### Information supplied
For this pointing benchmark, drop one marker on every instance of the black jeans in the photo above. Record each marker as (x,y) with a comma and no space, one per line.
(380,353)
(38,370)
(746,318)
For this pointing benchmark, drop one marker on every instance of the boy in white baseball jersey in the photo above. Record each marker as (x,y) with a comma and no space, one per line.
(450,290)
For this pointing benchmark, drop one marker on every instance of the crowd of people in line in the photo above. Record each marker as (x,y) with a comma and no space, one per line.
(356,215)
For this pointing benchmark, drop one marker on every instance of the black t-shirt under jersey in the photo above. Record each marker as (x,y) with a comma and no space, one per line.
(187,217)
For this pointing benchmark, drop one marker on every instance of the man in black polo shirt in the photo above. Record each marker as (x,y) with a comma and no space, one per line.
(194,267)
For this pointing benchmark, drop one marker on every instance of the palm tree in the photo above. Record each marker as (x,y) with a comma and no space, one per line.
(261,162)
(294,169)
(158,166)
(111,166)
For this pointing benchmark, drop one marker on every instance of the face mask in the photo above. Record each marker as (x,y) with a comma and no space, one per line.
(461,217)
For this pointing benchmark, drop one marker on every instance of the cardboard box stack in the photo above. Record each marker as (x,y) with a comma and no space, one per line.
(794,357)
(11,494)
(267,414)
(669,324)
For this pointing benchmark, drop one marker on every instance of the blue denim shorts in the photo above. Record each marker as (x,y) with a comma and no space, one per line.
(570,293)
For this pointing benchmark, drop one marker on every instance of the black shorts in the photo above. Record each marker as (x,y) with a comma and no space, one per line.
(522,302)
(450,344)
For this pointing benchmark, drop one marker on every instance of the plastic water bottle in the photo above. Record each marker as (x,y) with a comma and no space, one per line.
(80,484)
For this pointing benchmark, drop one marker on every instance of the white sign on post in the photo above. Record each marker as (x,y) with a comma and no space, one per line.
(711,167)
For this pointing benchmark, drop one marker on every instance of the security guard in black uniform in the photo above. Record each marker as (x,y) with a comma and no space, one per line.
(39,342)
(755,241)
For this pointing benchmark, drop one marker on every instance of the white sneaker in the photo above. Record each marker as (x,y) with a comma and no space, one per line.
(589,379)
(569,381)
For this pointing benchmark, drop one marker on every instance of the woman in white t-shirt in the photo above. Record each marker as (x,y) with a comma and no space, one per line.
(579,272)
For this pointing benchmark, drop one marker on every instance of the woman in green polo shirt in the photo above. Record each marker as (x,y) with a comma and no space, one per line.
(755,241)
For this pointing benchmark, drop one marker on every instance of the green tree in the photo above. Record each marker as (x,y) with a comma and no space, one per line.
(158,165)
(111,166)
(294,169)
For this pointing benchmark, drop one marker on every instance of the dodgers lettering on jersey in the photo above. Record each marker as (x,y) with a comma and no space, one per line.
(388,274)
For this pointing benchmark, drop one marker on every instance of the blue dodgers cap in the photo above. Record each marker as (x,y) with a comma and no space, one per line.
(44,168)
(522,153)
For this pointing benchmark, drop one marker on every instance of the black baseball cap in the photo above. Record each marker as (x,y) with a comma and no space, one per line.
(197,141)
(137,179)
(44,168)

### Required task
Output the line holding "of the green", then every later line through the end of the records above, exactly as given and nothing else.

### Full solution
For this pointing benchmark, drop one marker on every instance of the green tree in the photo above. Record each marker as (x,y) with a comma and no space, one per line.
(158,165)
(111,166)
(294,169)
For this pointing benchmark, drop one marker on every instance of the dodgers lettering on jersey in the photo above. Record each marker as (x,y) with a comma and no space, one per line.
(388,274)
For this pointing benchmark, drop one marker on every instance of the blue dodgers cap in the photo above. Record each marker as (x,y) with a comma and no space, one per line.
(44,168)
(522,153)
For this pointing benchmark, drop one marker on every instance of the black baseball cap in the photo above. Record each marker as (x,y) with a comma and no space, one per line.
(197,141)
(137,179)
(44,168)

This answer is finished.